Work instructions:
1. Write out the part of the blog text that begins at the words "Of course, 10" and stops after "require some practice.".
2. According to the blog text, what goal is being added to the list of goals for 2022?

Document text:
= = =
Even though I like brainstorming and coming up with ideas, I don’t usually enjoy pitching story ideas to publications. One reason is that it takes a ton of time, and it’s unpaid time. Another is that publications aren’t great about responding an uncomfortable percentage of the time.
The problem is that if I don’t spend time brainstorming on a fairly regular basis it’s much harder. Recently, an agency client asked me to put together a list of potential ideas for one of their clients. They were paying me to do the work, which was awesome, and since it’s one of my favorite things, I agreed. When I sat down to actually start the list, I felt that deer-in-the-headlights thing. Frozen. Unable to come up with anything. For one panicky moment, I thought I’d lost it; my idea well had run dry.
Of course, 10 minutes of reading and an hour or two of thinking (while doing other things—you can’t let ideas know you’re chasing them, you have to come at them sideways) I had a pretty good list. But it was a good reminder that even the things you’re good at require some practice.
I’m adding “participate in a pitch fest once a quarter” to my list of goals for 2022!
Do you participate in business planning? Does your plan sit in an ignored folder all year? This post details my planning process and it’s long. I’d love to know if you have a similar planning process!
I’ve always been a planner. Usually, the urge to start making lists and considering goals and looking at the previous year starts in December, but this year it came a little early, and deserves a bit more thought. In 2020, I tossed the plan out in March and decided to simply concentrate on survival and self-care. At the end of 2020, I decided to carry through with the same in 2021. Like many others, I wanted some time to recover from living in the middle of a pandemic.
= = =
Segmentation mask data:
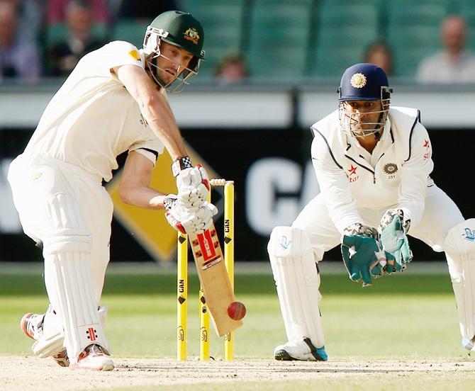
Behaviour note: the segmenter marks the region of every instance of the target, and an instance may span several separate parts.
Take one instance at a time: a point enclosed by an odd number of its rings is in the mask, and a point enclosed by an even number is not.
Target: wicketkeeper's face
[[[377,101],[347,101],[342,102],[343,124],[357,137],[365,136],[381,129],[386,122],[380,99]]]

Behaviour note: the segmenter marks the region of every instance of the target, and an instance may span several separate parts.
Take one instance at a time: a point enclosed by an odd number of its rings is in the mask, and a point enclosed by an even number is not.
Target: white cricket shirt
[[[48,103],[25,152],[44,153],[107,181],[125,151],[147,151],[144,156],[155,164],[164,145],[111,72],[125,64],[145,69],[142,51],[123,41],[85,55]]]
[[[330,216],[338,230],[363,222],[359,208],[403,208],[417,225],[433,185],[432,145],[419,110],[389,109],[388,124],[369,154],[340,128],[338,110],[312,125],[312,162]],[[381,144],[380,144],[381,143]]]

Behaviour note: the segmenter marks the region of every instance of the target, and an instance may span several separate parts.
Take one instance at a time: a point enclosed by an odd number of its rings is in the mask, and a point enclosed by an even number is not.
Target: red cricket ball
[[[246,307],[241,302],[233,302],[228,306],[228,314],[234,320],[240,320],[246,314]]]

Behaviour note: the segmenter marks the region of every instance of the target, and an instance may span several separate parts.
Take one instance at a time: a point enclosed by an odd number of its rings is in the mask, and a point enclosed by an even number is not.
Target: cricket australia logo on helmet
[[[184,36],[186,40],[191,40],[195,45],[198,45],[198,41],[199,40],[200,36],[194,27],[186,30],[184,34]]]

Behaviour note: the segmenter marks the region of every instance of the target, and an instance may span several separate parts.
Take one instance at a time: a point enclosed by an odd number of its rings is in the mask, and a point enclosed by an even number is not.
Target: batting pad
[[[32,350],[42,358],[51,357],[64,350],[64,341],[65,333],[61,321],[50,305],[43,318],[41,338],[33,344]]]
[[[108,351],[94,295],[89,254],[68,251],[45,259],[45,284],[50,302],[62,322],[64,345],[70,359],[91,344]]]
[[[444,249],[454,288],[462,345],[475,350],[475,219],[449,231]]]
[[[103,330],[106,328],[107,319],[107,307],[99,307],[97,314]],[[65,349],[65,332],[62,322],[56,312],[50,305],[43,322],[43,333],[41,338],[36,341],[33,346],[33,353],[44,358],[56,356]]]
[[[318,275],[306,234],[292,227],[276,227],[267,246],[287,339],[310,338],[325,345],[318,301]]]

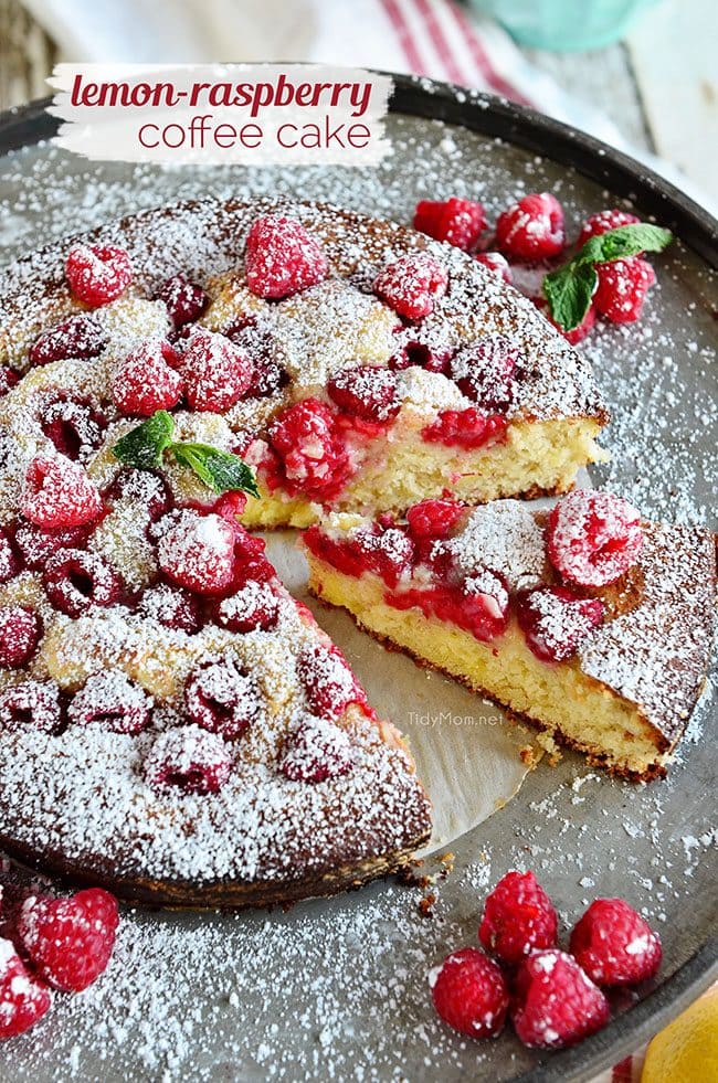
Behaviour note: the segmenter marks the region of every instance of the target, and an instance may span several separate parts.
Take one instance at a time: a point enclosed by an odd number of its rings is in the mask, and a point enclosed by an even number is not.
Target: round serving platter
[[[393,155],[366,170],[87,162],[46,142],[56,121],[45,104],[0,118],[3,263],[141,208],[212,194],[287,192],[406,222],[421,198],[481,199],[495,219],[521,193],[550,190],[570,235],[588,214],[624,203],[668,225],[678,242],[655,261],[661,285],[646,319],[585,343],[614,415],[603,440],[613,460],[592,478],[648,516],[710,522],[718,227],[637,162],[501,99],[404,76],[387,125]],[[332,615],[340,644],[342,622]],[[371,675],[358,675],[371,692]],[[443,679],[416,669],[415,680],[433,681],[441,708]],[[477,741],[482,726],[508,724],[466,696],[473,714],[460,721]],[[392,718],[411,735],[425,722],[409,715]],[[709,682],[666,782],[619,783],[571,754],[541,763],[505,808],[452,845],[454,869],[432,888],[432,916],[419,909],[420,890],[395,883],[287,913],[128,912],[106,976],[0,1047],[0,1079],[589,1080],[718,973],[715,729]],[[475,942],[488,888],[515,867],[534,869],[564,930],[591,899],[616,894],[663,938],[658,978],[616,1001],[604,1030],[558,1054],[525,1050],[509,1029],[495,1042],[464,1041],[441,1026],[427,994],[427,970]],[[426,871],[437,869],[430,859]]]

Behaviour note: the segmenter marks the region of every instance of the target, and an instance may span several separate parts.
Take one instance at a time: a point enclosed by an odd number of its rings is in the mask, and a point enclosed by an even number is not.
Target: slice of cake
[[[309,203],[161,209],[20,261],[0,364],[0,486],[47,435],[99,474],[124,418],[167,408],[255,467],[246,525],[401,512],[447,484],[562,492],[605,457],[589,362],[530,301],[451,245]]]
[[[304,542],[313,592],[387,646],[615,774],[665,774],[710,655],[708,530],[574,490],[550,514],[452,499],[400,521],[332,514]]]

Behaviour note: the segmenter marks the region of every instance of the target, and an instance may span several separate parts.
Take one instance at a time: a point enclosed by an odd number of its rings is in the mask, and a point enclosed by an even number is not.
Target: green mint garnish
= = =
Solved problems:
1.
Of course, 10 minutes of reading and an hour or two of thinking (while doing other things—you can’t let ideas know you’re chasing them, you have to come at them sideways) I had a pretty good list. But it was a good reminder that even the things you’re good at require some practice.

2. Participating in a pitch fest once a quarter.